Document passage
╔══

Recently my friend, Chuck Furimsky (founder of the Fly Fishing Shows) fished western Montana with some friends, including Harry Schoel from Holland. They had a wide ranging experience but found the really big fish in lakes in SW MT. Lakes hold more and bigger fish that rivers, and if there’s a chance for lake fishing, I’ll take it. Chuck certainly found a good lake!

Lakes hold more and bigger trout that streams, and Chuck is out to prove it.

Ok, once is a coincidence. Twice is fishing in the right lake.

The Asp

Fishing with flies started with trout. Our first records of fly fishing were made by the Romans about 100 AD, who observed a shepherd in Macedonia using flies to catch Marble Trout. But now that modern technology has stepped in and handed fly fishing nanotechnology, CNC machining, and CAD built lines, fly fishing has gone “whole hog,” and leapt into the waters held sacred by the gear guys—carp, pike, bass, gar, albacore, sailfish, marlin, and a host of other species. There’s great reward for the fly rodder willing to stretch beyond the confines of the trout str4eam.

╚══

[Records from a dataset]
╔══

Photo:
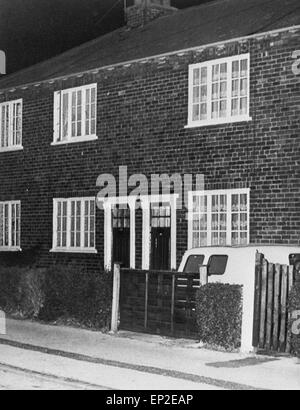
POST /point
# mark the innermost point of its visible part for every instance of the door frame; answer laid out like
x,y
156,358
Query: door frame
x,y
145,201
146,204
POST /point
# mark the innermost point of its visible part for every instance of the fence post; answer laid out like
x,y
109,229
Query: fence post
x,y
203,275
116,298
2,323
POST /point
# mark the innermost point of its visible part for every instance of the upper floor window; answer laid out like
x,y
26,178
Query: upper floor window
x,y
219,91
11,125
75,114
219,218
10,226
74,225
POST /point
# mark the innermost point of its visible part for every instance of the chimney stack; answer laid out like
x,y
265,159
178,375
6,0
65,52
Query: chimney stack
x,y
144,11
2,63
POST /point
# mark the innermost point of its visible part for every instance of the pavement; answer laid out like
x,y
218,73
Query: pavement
x,y
129,361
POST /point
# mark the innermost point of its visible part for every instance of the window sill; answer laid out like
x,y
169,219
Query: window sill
x,y
11,249
65,250
11,149
76,140
218,122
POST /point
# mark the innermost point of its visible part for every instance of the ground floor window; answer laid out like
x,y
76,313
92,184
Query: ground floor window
x,y
10,226
219,218
74,224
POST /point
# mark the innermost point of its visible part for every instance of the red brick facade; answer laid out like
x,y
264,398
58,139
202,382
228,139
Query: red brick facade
x,y
142,111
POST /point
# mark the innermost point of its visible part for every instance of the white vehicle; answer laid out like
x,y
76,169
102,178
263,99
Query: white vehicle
x,y
236,266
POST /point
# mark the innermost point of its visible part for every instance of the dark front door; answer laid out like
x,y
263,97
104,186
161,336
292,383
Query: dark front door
x,y
161,238
121,237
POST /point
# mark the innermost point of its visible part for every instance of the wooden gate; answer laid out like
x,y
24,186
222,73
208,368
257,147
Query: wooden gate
x,y
159,302
273,284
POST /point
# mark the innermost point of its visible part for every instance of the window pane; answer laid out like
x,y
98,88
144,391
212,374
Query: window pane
x,y
65,115
196,77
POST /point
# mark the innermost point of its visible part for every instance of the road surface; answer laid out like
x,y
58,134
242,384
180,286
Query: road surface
x,y
23,369
12,378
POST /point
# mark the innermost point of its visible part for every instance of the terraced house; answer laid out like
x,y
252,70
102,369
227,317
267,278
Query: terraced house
x,y
210,90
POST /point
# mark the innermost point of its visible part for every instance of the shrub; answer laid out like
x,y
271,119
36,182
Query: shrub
x,y
294,305
74,293
57,292
9,288
31,292
21,291
219,315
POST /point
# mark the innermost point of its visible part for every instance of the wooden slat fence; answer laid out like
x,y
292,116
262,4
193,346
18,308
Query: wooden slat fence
x,y
273,284
159,302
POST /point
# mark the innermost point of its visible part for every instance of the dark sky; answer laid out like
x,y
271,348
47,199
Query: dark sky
x,y
34,30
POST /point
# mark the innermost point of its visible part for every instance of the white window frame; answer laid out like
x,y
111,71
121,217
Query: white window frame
x,y
229,117
58,116
11,126
17,234
210,194
68,248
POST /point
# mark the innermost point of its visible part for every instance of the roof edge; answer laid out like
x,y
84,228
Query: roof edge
x,y
157,56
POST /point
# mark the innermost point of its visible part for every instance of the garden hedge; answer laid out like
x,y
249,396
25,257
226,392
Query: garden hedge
x,y
219,315
294,306
67,292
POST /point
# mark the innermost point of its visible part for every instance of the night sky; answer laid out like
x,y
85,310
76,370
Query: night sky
x,y
34,30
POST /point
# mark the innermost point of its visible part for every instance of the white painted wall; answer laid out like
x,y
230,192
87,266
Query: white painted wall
x,y
241,271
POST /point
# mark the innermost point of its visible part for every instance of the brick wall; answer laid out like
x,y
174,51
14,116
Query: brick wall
x,y
142,113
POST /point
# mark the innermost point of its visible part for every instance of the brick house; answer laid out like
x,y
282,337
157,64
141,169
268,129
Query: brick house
x,y
208,90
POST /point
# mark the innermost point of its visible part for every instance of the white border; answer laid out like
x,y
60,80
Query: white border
x,y
210,193
229,118
67,249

╚══

Job
In the fly fishing text, whom did the Romans observe using flies around 100 AD, and where?

Written answer
A shepherd in Macedonia, who was using flies to catch Marble Trout.